- **Set exercise**: Reproduce the lines word for word, starting with the first line of the records and ending with the line that contains "[(602, 261)]", including both.

(Dataset records)

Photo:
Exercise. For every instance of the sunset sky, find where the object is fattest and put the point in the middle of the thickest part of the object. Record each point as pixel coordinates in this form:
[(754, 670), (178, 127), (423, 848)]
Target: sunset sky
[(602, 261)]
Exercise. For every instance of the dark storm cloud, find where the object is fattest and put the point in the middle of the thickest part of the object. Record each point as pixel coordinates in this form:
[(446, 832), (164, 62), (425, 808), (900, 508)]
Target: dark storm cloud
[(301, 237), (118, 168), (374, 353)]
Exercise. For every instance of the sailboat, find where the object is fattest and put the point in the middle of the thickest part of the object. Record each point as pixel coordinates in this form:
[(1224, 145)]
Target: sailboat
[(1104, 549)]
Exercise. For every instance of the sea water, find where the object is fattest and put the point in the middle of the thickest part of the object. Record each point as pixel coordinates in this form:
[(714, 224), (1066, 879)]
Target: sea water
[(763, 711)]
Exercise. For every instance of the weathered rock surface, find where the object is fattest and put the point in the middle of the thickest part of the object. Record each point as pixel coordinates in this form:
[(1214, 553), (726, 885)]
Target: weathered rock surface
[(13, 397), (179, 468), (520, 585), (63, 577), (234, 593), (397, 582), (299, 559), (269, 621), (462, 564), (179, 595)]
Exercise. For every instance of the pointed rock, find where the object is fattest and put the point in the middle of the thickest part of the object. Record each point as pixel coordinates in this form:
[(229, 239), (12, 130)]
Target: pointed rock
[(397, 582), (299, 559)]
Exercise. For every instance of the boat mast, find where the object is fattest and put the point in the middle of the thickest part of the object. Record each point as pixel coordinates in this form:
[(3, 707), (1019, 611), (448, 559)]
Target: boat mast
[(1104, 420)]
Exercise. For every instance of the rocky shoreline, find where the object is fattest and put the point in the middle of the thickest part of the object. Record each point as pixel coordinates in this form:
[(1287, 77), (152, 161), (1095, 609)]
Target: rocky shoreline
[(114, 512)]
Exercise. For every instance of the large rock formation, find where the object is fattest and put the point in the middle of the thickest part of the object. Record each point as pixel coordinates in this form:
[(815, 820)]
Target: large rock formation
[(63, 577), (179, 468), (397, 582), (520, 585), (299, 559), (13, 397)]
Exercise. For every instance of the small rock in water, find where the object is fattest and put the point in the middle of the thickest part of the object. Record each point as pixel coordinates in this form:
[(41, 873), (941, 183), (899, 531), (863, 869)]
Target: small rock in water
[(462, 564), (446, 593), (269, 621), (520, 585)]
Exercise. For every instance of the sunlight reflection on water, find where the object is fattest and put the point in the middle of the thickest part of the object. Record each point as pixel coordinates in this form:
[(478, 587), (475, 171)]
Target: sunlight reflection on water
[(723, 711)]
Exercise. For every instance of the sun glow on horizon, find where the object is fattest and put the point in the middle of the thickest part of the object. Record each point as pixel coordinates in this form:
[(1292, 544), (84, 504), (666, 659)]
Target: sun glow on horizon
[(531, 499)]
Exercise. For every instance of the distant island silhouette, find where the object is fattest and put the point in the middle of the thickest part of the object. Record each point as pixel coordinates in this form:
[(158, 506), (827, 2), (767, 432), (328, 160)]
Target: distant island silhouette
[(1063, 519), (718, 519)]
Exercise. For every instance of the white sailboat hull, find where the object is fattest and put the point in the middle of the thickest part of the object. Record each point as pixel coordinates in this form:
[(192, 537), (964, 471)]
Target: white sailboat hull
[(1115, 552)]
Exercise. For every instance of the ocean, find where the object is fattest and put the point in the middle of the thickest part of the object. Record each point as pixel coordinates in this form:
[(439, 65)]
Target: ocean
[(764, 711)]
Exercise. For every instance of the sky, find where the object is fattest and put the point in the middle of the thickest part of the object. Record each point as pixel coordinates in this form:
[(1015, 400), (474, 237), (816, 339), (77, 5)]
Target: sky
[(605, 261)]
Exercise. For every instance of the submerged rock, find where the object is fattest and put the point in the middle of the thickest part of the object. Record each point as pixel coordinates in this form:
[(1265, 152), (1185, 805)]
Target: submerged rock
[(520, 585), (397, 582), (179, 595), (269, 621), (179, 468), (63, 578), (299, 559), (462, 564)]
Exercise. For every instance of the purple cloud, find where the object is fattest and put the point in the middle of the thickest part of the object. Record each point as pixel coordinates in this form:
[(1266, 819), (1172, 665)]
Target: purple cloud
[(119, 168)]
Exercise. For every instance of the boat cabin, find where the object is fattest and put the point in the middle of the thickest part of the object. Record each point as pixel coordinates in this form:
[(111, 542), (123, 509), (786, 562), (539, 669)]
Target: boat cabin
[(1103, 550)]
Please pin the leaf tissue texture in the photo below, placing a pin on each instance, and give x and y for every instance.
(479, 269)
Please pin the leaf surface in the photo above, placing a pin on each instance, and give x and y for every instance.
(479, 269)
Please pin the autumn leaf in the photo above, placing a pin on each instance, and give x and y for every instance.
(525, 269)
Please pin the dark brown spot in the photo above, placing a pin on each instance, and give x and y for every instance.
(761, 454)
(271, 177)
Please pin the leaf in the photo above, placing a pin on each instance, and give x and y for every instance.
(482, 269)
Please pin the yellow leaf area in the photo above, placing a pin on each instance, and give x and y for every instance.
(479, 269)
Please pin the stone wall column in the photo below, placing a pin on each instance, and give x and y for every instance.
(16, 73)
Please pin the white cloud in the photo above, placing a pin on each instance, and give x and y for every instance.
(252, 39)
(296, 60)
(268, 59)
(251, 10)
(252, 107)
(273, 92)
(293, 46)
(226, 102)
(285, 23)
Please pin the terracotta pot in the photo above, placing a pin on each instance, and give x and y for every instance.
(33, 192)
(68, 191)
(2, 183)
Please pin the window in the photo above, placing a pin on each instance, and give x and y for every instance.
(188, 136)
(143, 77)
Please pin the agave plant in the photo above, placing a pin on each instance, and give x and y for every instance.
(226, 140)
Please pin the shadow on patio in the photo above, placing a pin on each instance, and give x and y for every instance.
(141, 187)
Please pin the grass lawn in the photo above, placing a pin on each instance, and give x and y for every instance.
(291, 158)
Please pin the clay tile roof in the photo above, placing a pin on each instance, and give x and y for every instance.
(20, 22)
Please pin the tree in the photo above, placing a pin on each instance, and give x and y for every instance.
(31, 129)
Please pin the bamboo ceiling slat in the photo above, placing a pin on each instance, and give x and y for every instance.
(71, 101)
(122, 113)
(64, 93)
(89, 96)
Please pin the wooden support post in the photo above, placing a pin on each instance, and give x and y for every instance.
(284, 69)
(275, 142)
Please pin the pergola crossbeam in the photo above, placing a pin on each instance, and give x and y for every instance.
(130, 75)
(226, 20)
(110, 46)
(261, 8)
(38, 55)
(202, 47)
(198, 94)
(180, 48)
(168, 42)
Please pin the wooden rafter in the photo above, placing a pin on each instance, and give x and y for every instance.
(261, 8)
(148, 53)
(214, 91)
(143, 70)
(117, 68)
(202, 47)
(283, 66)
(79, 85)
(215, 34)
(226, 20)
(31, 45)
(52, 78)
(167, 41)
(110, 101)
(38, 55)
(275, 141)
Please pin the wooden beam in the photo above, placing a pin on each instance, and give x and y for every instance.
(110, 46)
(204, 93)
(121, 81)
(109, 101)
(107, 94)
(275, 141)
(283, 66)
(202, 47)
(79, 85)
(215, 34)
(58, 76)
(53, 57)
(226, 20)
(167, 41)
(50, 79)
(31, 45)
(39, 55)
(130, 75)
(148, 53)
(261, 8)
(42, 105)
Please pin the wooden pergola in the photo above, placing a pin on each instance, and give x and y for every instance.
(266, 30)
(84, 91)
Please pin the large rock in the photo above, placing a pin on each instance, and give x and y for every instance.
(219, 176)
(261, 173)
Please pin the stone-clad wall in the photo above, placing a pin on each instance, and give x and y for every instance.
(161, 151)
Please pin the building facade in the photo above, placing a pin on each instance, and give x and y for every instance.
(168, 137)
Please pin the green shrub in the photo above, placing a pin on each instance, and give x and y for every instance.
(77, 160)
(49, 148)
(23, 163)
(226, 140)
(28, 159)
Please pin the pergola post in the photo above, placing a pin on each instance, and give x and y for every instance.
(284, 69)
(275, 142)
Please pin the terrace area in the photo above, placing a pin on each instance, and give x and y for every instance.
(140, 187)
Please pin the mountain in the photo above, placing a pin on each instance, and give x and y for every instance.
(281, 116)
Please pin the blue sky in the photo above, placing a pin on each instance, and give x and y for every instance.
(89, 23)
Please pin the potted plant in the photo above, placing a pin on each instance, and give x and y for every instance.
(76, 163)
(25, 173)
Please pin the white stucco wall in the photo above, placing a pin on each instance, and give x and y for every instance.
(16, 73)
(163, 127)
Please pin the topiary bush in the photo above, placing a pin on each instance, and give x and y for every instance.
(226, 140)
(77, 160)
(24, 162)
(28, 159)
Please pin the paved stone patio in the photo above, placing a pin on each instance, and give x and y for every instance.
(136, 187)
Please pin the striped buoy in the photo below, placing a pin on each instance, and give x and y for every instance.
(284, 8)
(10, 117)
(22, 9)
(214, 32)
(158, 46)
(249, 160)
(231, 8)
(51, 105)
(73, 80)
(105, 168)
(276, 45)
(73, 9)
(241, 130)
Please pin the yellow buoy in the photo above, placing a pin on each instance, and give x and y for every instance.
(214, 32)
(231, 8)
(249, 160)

- **Exercise result**:
Photo:
Exercise. For every instance of the sunset sky, find where the object is fattest and put the point in the middle of the thickest part of the object. Record each point as pixel coordinates in this form:
[(754, 670), (178, 127), (423, 848)]
Target: sunset sky
[(602, 261)]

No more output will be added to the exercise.